----- BRANO DA LEGGERE -----

La questione sembrerà meno appassionante di sapere quanti sacchi di soldi nascondevano in casa eurodeputati in carica ed ex, passati a fare i lobbisti per conto delle monarchie dei petroldollari. E deluderà forse chi, tifoso accanito dell’infinito scontro tra guelfi e ghibellini, si aspetta di sentire parlare delle colpe della sinistra, a mo’ di rivincita della destra. Solo una parola, a questo proposito: è chiaro come diffondere il mito della diversità (cioè, della superiorità) morale di qualcuno metta questo qualcuno a rischio di diventare la copertura ideale di diverse malefatte. La sinistra italiana tardo-comunista e post-comunista ha commesso ampiamente quest’errore: non è detto sia disposta ad emendarsi, la tendenza comunque è in evoluzione. E ora, veniamo all’istituzione di Strasburgo.

È davvero un Parlamento?

La nostra tesi è presto detta. Se e fintantoché l’Unione europea non dovesse diventare uno Stato federale (come gli Usa, per intenderci), non ha molto senso che essa abbia un’istituzione parlamentare. Infatti, se l’Ue non è uno Stato, un’assemblea, ancorché grande ed elettiva, che agisce nell’ambito della sua cornice, non è propriamente un Parlamento. Basta la volontà a trasformarla in questo? 

C’è da dire che, da quando è stata eletta per la prima volta a suffragio universale dai cittadini degli Stati appartenenti all’allora Cee (1979), l’assemblea di Strasburgo ha fatto parecchia strada, istituzionalmente parlando. Oggi, sotto il vigore del Trattato di Lisbona (2009), essa è la prima istituzione dell’Ue nell’ordine delle precedenze. Soprattutto, però, la sua competenza legislativa (quella che più di qualsiasi altra consente di assimilarla ai Parlamenti contemporanei) si è considerevolmente ampliata.

----- MATERIALE FORNITO -----

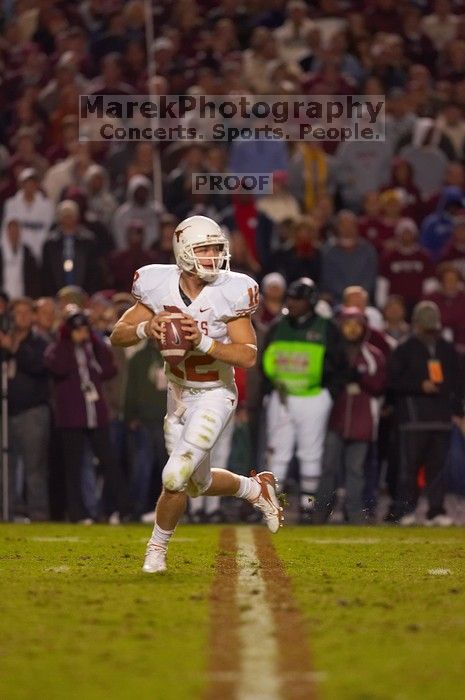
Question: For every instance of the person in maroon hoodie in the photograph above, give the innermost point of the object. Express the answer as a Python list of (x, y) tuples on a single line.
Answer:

-----

◆ **ESERCIZIO SCRITTO 1**
Riscrivi il brano sul Parlamento europeo da "La questione sembrerà" a "davvero un Parlamento?", mettendo "Bruxelles" al posto di "Strasburgo".
◆ **ESERCIZIO SCRITTO 2**
Secondo il brano sul Parlamento europeo, in che anno l'assemblea di Strasburgo è stata eletta per la prima volta a suffragio universale?

◆ **SOLUZIONE ESERCIZIO 1**
La questione sembrerà meno appassionante di sapere quanti sacchi di soldi nascondevano in casa eurodeputati in carica ed ex, passati a fare i lobbisti per conto delle monarchie dei petroldollari. E deluderà forse chi, tifoso accanito dell’infinito scontro tra guelfi e ghibellini, si aspetta di sentire parlare delle colpe della sinistra, a mo’ di rivincita della destra. Solo una parola, a questo proposito: è chiaro come diffondere il mito della diversità (cioè, della superiorità) morale di qualcuno metta questo qualcuno a rischio di diventare la copertura ideale di diverse malefatte. La sinistra italiana tardo-comunista e post-comunista ha commesso ampiamente quest’errore: non è detto sia disposta ad emendarsi, la tendenza comunque è in evoluzione. E ora, veniamo all’istituzione di Bruxelles.

È davvero un Parlamento?

◆ **SOLUZIONE ESERCIZIO 2**
Nel 1979.